Reading passage Start Marker

Viruses mutate, they come and go. But the inability of human beings to prioritise the long-term over short-term, plus the obsession with defending their own tribal beliefs, are characteristics that have existed since the beginning of our history. Even if the virus situation eases, we still have to deal with climate change. We will somehow cope with it, like we always did, but coping is not the same as returning to whatever it was before.

On an abstract level looking at it through a Buddhist lens, things have always been the same: that they are never the same. There will always be chaos and suffering from the inability to accept change and decay.


As I walk into my 40s I am increasingly aware of the incoming losses I will have to endure as people around me age. The reality of what is going to happen will not change, but what I can hope for is for more capacity to regulate my internal states.

I have been through several stark changes in my life. The year I left SF I wasn’t expecting it at all. When the time came to leave I really had to leave, even if on some level I didn’t want to. This experience has left a deep imprint in me: I’ll never know when shit hits the fan. My now recurring migraines started around the same year and they never went away again. Who knows what is next? I don’t know what is going to happen in the next moment that will severely affect the quality and expectations of my life. I only know that it has happened before and it will happen again.

I also know I don’t want to spend so much time and energy mourning over what I cannot have, if I can even help it. In the time I have left, I don’t want my own miserable mind to be the source of my suffering. The suffering will come nonetheless from other sources, but imagine spending whatever short time I have left hating and berating myself?

Reading passage End Marker

* Using the information
- 1) In the essay on change, what does the writer say started around the same year as leaving SF?
- 2) Transcribe the stretch of the essay on change from "On an abstract" through "change and decay.".
- 3) Pick up the essay on change after its final sentence and continue it.

Supplied information Start Marker

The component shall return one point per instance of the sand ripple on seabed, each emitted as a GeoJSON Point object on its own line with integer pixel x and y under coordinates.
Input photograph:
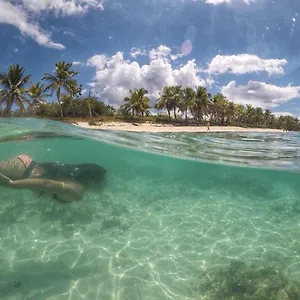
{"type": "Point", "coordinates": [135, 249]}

Supplied information End Marker

* Answers for each item
- 1) The writer's now recurring migraines, which never went away again.

- 2)
On an abstract level looking at it through a Buddhist lens, things have always been the same: that they are never the same. There will always be chaos and suffering from the inability to accept change and decay.

- 3)
I just want to be capable of living a little more, not trapped in the narrow confines of my mind. I want to my baseline state to be harmonious and well, not deprived and empty when I can’t access the things and activities I used to have. After all even in a state of voluntary semi-permanent lockdown, I can still create, read, listen to any music I want, watch fascinating videos on youtube, cook nourishing meals for myself, enjoy connecting to my partner, care for my family. I am still safe, for now. I have recurring migraines every month or so, but I can still breathe, I still enjoy days when I feel relatively normal, my heart doesn’t race wildly every time I stand up to walk, I can still think clearly even if in shorter spans compared to my younger days. Why do I need so much more to feel a baseline level of wellness?

I feel that after almost two years of this whole thing I have gotten better – through deliberate effort and active conditioning – at appreciating everything in my present moment instead of the continuous state of dissatisfaction I was in. I now appreciate that I can wash dishes with clean water, that I still have access to nutritious food, that my partner is alive in the same generation with me, that I have a safe roof over my head. These are things easy to take for granted, but I have also learnt to take less things for granted after all the unexpected losses in my life. On hindsight, those losses were valuable to me because I think they gave me the time I had needed to steady myself for even more losses. I don’t think I can ever be ready to endure loss, but being less surprised when it comes somewhat helps. Pre-emptive grief makes me cherish the present even more, though a little self-torturing. I try to strike a balance.

I am not always this lucid. I regress. But in writing this I hope I have a cornerstone to refer to when things get bad. I told my partner I see myself as a stew, with ingredients slowly simmering over time adding more flavour to the soup, very slowly but surely. I would like to further enrich my inner world through the course of my life, reminding myself that enrichment can arrive from unexpected sources. I would like my inner state of being to be a source of richness I can access at any point in time.

Life will inevitably make me sad, but it can’t take away the richness I have experienced and have accumulated in my self (unless I get some degenerative disease like Alzheimer’s but at least I hope to be as alive as possible till that point).